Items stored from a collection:
•••••

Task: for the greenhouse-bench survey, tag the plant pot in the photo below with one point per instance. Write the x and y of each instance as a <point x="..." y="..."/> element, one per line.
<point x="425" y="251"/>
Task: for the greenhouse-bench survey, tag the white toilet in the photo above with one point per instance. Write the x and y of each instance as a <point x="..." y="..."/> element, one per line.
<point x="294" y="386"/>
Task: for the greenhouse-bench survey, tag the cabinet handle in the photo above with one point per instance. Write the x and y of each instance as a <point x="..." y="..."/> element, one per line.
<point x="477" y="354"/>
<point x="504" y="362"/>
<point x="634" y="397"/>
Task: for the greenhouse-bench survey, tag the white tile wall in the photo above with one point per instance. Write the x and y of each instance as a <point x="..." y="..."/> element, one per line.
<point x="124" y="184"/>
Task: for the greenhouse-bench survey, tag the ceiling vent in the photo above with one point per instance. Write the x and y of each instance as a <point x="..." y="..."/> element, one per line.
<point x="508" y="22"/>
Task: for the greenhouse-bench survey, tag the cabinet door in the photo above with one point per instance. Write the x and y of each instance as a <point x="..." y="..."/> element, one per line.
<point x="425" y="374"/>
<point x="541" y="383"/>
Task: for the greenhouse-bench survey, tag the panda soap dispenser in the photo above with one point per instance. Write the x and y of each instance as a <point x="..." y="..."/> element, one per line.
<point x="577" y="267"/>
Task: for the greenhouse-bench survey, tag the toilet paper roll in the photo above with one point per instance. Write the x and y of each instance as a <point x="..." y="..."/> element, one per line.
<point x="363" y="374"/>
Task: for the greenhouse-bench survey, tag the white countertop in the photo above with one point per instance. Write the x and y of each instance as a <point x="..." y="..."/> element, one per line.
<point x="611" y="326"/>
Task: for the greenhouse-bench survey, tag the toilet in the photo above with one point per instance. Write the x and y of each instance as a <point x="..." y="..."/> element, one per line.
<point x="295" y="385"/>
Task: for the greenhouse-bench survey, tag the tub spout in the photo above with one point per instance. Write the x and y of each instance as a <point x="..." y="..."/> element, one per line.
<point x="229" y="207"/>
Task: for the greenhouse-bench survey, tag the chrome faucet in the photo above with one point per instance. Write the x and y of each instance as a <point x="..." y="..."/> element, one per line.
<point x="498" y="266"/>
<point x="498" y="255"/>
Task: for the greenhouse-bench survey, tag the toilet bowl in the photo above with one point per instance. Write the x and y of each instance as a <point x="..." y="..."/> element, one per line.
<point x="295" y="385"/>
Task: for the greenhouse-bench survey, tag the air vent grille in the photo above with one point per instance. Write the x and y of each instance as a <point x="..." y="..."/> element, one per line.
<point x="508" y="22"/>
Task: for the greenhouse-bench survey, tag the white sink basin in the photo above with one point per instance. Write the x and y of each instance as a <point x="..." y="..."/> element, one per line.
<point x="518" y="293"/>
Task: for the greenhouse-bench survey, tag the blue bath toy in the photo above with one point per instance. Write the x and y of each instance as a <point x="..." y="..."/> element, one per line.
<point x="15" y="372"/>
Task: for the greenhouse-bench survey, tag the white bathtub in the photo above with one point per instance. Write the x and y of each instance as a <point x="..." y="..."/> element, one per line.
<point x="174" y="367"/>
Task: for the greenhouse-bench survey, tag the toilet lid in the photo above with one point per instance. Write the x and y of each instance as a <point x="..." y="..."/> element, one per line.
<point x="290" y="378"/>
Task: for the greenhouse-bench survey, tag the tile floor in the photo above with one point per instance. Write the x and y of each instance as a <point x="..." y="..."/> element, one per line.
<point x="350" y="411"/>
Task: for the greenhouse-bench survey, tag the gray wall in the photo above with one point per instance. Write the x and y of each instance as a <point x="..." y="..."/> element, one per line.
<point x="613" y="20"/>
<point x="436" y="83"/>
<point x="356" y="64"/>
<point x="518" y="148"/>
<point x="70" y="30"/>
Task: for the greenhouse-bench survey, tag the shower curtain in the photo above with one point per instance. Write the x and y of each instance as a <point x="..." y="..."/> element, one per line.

•••••

Given problem: Reproduce every row above character for character, without alteration.

Result:
Task: for the greenhouse-bench survey, tag the plant pot in the photo below with one point per instance. Write the x and y of each instance as a <point x="..." y="..."/> element, one per line.
<point x="425" y="251"/>
Task: for the greenhouse-bench survey, tag the white toilet in the photo above with one point per instance. Write the x and y of each instance as a <point x="..." y="..."/> element, one per line.
<point x="294" y="386"/>
Task: for the greenhouse-bench survey, tag the cabinet handle in the photo above with one point per instance. Write the x and y of each instance as a <point x="..." y="..."/> element, one per line.
<point x="477" y="354"/>
<point x="504" y="362"/>
<point x="634" y="397"/>
Task: for the greenhouse-bench survey, tag the white tile wall in the photo above with one point per instance. Write the x and y of each instance as a <point x="..." y="..."/> element, one per line.
<point x="124" y="184"/>
Task: for the greenhouse-bench survey, tag the ceiling vent in the photo above with one point per instance. Write the x and y of each instance as a <point x="..." y="..."/> element, one per line.
<point x="508" y="22"/>
Task: for the greenhouse-bench survey, tag the cabinet door in the photo above with one point per instance. Write the x and y of each instance as a <point x="..." y="..."/> element, one per line.
<point x="425" y="374"/>
<point x="541" y="383"/>
Task: for the greenhouse-bench survey, tag the panda soap dispenser in the photo above with one point per instance. Write the x and y of each instance as a <point x="..." y="..."/> element, one per line.
<point x="577" y="267"/>
Task: for the greenhouse-bench survey, tag the toilet paper roll in the photo above with one point per instance. Write the x and y of each instance as a <point x="..." y="..."/> element, one per line.
<point x="363" y="374"/>
Task: for the greenhouse-bench survey, tag the white countertop in the photo above with one point per instance. Write the x and y of each instance as a <point x="..." y="..."/> element, one per line.
<point x="611" y="326"/>
Task: for the greenhouse-bench survey, tag the toilet in the photo above with one point per instance. Write the x and y of each instance as a <point x="..." y="..."/> element, one per line.
<point x="295" y="385"/>
Task: for the greenhouse-bench survey, tag the tub spout in the photo above with one point per instance. Write the x and y of each instance as a <point x="..." y="..."/> element, one per line.
<point x="229" y="207"/>
Task: for the greenhouse-bench survey, tag the chrome faucet in the photo above with one point per instance. Write the x and y of each instance as a <point x="..." y="..."/> element, one per line.
<point x="498" y="266"/>
<point x="498" y="255"/>
Task: for the greenhouse-bench survey, tag the toilet bowl in the photo above with one point per instance. Write the x and y of each instance as a <point x="..." y="..."/> element, one per line.
<point x="295" y="385"/>
Task: for the greenhouse-bench survey, tag the air vent grille in the photo above with one point per instance. Write the x and y of each instance as a <point x="..." y="..."/> element, one per line.
<point x="508" y="22"/>
Task: for the greenhouse-bench survey, tag the white sink basin in the photo above with one point per instance. Write the x and y of each instance as a <point x="..." y="..."/> element, one per line.
<point x="518" y="293"/>
Task: for the greenhouse-bench survey, tag the blue bath toy in the photo above with one point per instance. Write the x and y of each instance as a <point x="..." y="..."/> element, one per line.
<point x="15" y="372"/>
Task: for the greenhouse-bench survey, tag the white bathtub in the photo above with one point per instance. Write the x and y of each instance as a <point x="..." y="..."/> element, one per line.
<point x="174" y="367"/>
Task: for the greenhouse-bench survey, tag the toilet lid in the photo above with one point per instance. Write the x and y of each instance as a <point x="..." y="..."/> element, one per line.
<point x="290" y="378"/>
Task: for the greenhouse-bench survey, tag the tile floor in the photo above with one point per instance. Write the x and y of each instance as a <point x="..." y="..."/> element, one per line.
<point x="350" y="411"/>
Task: for the greenhouse-bench survey, tag the gray wall in the photo above with one point per instance. Write the x and y of each instance as a <point x="..." y="..."/> element, one per line.
<point x="613" y="20"/>
<point x="436" y="83"/>
<point x="356" y="64"/>
<point x="518" y="148"/>
<point x="70" y="30"/>
Task: for the greenhouse-bench survey, tag the shower curtain in the photo above with one point per instance. Write the x and y of each instance as a <point x="..." y="..."/> element, one per line.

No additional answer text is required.